**Material shown:**
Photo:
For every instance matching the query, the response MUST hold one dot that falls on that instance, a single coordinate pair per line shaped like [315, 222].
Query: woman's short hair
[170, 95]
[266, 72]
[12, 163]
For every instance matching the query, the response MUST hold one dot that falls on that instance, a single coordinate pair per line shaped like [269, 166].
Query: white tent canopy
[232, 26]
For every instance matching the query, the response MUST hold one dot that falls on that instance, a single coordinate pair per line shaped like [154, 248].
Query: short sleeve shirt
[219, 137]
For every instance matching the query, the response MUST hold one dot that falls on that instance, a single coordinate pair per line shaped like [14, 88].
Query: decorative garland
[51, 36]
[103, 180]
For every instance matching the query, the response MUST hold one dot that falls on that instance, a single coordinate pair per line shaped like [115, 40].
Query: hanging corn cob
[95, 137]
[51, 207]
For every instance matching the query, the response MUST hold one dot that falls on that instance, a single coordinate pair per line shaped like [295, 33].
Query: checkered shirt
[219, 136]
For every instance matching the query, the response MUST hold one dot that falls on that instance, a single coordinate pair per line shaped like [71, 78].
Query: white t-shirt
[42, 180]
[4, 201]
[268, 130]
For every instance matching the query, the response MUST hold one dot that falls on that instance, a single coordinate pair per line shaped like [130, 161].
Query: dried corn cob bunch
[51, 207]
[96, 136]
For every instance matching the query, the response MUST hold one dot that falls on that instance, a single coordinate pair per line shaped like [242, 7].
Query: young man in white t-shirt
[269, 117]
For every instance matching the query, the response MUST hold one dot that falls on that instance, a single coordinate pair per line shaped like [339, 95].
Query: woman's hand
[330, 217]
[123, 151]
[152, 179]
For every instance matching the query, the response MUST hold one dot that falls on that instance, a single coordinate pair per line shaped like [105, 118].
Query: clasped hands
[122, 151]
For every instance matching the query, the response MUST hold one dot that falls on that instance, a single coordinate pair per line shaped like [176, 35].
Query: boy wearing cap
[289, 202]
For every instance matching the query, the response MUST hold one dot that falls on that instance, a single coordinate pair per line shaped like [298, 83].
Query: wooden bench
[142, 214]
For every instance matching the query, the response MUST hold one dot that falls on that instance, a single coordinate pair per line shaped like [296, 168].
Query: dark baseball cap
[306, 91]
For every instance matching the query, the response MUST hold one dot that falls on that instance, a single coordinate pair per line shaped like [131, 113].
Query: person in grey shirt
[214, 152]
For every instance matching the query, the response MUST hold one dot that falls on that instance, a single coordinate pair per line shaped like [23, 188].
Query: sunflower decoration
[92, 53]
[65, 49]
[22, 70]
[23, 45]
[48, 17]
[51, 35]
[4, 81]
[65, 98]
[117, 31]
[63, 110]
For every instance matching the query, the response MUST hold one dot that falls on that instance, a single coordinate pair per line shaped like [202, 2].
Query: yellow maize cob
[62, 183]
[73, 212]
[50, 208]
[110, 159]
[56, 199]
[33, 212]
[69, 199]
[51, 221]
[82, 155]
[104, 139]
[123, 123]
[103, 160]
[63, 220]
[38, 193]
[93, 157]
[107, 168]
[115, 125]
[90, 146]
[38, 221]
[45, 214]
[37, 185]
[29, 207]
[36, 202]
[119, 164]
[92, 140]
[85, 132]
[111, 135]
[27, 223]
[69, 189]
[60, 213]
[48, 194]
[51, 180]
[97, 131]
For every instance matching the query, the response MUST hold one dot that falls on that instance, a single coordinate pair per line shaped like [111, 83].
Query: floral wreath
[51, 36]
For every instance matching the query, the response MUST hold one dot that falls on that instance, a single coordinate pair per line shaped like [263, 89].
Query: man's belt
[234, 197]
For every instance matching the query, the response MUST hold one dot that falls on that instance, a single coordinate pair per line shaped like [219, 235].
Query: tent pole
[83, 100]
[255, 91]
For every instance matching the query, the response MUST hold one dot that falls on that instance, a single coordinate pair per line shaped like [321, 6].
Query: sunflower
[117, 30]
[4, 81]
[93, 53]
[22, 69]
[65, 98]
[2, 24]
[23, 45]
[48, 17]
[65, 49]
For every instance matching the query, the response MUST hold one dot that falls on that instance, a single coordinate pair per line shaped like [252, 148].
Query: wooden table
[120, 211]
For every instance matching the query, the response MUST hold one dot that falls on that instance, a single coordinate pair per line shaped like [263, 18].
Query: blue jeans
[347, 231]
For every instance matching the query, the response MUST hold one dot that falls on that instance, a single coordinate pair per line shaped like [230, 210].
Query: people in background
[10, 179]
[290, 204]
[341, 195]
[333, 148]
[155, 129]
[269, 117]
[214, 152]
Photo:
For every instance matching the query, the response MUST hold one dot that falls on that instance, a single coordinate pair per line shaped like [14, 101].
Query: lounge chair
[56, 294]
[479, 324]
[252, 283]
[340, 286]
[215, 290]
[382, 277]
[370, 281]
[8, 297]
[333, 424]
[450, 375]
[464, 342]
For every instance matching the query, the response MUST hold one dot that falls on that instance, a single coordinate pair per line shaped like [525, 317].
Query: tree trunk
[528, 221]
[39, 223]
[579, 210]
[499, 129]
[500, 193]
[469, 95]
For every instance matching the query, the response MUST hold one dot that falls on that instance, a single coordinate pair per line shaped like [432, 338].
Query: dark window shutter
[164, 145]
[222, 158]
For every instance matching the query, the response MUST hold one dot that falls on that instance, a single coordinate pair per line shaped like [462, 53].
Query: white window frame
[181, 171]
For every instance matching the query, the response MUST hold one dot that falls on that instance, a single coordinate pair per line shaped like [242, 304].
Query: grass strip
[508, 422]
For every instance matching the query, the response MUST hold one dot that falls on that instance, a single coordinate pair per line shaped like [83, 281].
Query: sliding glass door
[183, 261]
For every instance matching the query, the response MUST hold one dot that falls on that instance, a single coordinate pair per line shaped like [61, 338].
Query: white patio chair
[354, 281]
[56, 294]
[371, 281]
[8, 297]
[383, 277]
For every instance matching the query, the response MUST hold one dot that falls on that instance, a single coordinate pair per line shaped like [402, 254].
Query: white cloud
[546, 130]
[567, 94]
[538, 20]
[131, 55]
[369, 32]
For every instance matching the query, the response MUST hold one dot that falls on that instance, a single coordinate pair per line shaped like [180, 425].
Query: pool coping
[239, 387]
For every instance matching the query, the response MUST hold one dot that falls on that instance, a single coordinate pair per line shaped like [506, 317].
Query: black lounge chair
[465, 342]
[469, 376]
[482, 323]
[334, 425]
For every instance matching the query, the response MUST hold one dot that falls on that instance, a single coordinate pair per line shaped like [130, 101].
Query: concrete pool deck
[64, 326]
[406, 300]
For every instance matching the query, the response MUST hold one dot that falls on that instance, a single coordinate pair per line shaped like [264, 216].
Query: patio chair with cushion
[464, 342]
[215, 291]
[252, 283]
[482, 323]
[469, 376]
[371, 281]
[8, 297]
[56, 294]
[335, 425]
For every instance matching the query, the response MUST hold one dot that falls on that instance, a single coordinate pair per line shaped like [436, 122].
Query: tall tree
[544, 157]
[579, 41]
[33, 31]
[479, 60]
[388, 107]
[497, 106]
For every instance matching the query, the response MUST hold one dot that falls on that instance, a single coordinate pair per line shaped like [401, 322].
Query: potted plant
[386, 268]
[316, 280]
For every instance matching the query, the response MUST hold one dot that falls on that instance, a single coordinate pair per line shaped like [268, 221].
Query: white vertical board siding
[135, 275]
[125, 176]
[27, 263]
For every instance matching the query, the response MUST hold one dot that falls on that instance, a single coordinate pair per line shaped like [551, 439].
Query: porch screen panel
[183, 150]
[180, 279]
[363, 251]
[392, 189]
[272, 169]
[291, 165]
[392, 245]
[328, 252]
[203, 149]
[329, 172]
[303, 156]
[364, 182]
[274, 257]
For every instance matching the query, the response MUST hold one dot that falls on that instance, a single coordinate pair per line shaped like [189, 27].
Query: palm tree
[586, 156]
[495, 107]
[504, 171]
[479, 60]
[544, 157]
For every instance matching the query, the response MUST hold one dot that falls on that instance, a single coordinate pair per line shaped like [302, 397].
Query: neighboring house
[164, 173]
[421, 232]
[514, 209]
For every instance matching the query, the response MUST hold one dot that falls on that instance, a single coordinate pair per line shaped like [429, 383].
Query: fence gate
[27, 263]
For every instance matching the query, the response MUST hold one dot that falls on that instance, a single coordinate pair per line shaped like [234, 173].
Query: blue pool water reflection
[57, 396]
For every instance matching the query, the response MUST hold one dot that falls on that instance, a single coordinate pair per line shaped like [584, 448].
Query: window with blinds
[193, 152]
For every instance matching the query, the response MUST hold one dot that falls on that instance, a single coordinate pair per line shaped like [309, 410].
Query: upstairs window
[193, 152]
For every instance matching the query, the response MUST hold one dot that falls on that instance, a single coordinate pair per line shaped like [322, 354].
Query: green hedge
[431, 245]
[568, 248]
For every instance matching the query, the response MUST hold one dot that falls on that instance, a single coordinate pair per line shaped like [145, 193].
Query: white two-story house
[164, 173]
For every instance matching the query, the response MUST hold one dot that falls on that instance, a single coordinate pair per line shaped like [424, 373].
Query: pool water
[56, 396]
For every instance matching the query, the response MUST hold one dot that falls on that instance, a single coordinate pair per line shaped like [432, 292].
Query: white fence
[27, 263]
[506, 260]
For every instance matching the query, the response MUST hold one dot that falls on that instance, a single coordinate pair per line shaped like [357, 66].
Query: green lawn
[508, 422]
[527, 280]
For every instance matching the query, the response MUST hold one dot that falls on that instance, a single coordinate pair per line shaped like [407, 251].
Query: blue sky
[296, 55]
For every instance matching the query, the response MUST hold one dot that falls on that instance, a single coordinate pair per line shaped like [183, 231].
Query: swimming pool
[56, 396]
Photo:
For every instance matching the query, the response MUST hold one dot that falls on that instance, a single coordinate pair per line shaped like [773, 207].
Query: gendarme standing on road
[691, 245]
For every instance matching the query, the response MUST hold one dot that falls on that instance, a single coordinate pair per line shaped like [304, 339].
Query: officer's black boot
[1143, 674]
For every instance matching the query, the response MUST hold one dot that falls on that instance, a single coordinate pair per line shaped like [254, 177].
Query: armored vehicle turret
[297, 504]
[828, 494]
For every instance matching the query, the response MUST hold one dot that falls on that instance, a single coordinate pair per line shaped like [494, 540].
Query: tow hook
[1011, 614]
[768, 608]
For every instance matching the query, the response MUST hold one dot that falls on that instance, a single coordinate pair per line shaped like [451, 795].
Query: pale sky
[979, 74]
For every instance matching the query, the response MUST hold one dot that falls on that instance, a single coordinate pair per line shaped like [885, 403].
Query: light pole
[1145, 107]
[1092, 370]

**Exercise goal:** Exactly and only the lines from the one containing "like [304, 339]." through the end of the material are to be reproduced, both ends included.

**Final answer:**
For every instance matching the query, the response MUST hold one dot that falls on that instance, a single coordinate pair per line shaped like [304, 339].
Query: officer's black boot
[1143, 674]
For every instance matching the query, the response MUST hold one dot that falls on that instance, a single coordinate pair per line shaped like [254, 177].
Query: armored vehicle turret
[297, 504]
[828, 494]
For every instance matching the query, the response MUST hold one dot that falls on that instance, a single coordinate pair per line shaped like [494, 540].
Query: tow hook
[1011, 614]
[768, 608]
For every instance matching the query, the response MUST hold one dot that falls on that instance, a single coordinate pair per line shaped like [451, 795].
Query: pale sky
[979, 74]
For every instance matching the query, the response MUST hold one dot that falls on that instance, a single coordinate pair per line shaped like [885, 403].
Query: light pole
[1145, 107]
[1092, 370]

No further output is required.